In the connected world, the age-old adage that ‘you have to spend money to make money’ has to be ripped up and reconsidered. Not every company has the luxury of setting aside a small fortune for advertising campaigns, but for a startup, online exposure can be a key lead driver. The modern marketing landscape necessitates a far smaller budget to get your product out there - if you have a product that people want, you don’t need to blow the budget on costly campaigns.
There are a number of customer acquisition strategies that cost little more than employee time. For startups, doing some or all of them effectively can start the business moving in the right direction, getting the word out without the dangerous outlay of a large launch campaign. 28% of marketers have reduced their advertising budget to fund more digital marketing, according to CMO Council - though many are of the opinion that the two should want to be considered separate functions. These companies may be able to afford deeper analytics, promote their content more aggressively and employ a team to work digital marketing round the clock, but these are luxuries rather than necessities. We took a look at five things you should be doing to raise awareness of your brand, whatever your budget.
Exploit existing groups
When Airbnb was first starting out, they leveraged Craigslist listings to find potential new targets. Knowing that Craigslist’s target market was essentially the same as theirs - those looking for something other than the conventional hotel listings - Airbnb’s founders offered users who listed properties on Airbnb the opportunity to list them on Craigslist as well. The founders then targeted those posting on Craigslist and invited them to post on Airbnb (with, at times, spam-like techniques).
The moral of the story is that, though Airbnb had no major capital, or ‘fan-base’, they managed to grow their user base by exploiting those of industry leaders. Airbnb is certainly not the only company to have used this technique, and you should consider this kind of targeted marketing. Your company needn’t spam, but check the likes of Quora, Reddit, Facebook groups, Twitter and forums to find those potentially interested in your product and conduct your marketing accordingly. This kind of targeting requires only basic research and can hugely increase your chances of conversion.
When starting out, your follower count is likely to be very low; a social media presence takes time to grow. This is where established influencers can give your brand the exposure it needs. Within every industry, there are well-followed bloggers and vloggers who control the conversation, and their reviews matter.

▶ Request a: Pull out each line of the records that contains the word "orange".

Position annotation records:
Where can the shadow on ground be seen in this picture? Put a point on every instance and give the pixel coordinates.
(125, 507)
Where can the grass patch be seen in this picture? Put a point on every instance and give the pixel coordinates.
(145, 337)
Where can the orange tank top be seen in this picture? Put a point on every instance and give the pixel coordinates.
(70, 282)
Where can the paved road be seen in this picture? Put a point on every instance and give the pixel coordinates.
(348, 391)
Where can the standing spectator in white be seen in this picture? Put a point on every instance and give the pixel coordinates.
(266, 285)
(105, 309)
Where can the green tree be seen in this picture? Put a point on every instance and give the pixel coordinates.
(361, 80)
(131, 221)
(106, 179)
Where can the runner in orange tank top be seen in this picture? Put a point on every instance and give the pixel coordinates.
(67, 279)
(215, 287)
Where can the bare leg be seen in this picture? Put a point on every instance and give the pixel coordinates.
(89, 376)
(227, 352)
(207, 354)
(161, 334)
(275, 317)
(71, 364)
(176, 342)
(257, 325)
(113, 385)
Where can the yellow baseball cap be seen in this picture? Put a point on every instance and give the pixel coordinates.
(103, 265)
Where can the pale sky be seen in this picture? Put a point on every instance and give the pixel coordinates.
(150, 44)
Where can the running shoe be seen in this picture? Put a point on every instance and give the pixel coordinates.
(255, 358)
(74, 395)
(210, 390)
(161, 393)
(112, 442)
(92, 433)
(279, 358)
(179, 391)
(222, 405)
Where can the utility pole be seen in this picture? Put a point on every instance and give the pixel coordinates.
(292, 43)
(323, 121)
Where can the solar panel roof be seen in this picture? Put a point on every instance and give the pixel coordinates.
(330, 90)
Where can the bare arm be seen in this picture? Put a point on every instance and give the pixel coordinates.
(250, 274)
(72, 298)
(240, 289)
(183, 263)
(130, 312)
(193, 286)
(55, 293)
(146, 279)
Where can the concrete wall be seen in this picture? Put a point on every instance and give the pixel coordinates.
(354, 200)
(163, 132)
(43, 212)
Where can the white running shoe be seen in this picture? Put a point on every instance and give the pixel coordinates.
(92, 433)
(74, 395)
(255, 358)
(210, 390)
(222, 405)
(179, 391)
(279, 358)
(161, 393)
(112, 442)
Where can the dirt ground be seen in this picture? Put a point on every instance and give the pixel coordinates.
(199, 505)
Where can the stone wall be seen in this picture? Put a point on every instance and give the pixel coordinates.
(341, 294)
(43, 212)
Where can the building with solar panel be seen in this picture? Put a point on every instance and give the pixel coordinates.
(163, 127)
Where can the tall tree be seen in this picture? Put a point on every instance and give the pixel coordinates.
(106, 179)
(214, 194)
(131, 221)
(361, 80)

▶ Request b: In the text on startup marketing, what share of marketers have cut their advertising budget to fund more digital marketing?

▶ Task result a:
Where can the orange tank top be seen in this picture? Put a point on every instance and give the pixel coordinates.
Where can the runner in orange tank top be seen in this picture? Put a point on every instance and give the pixel coordinates.

▶ Task result b: 28% of marketers, according to CMO Council.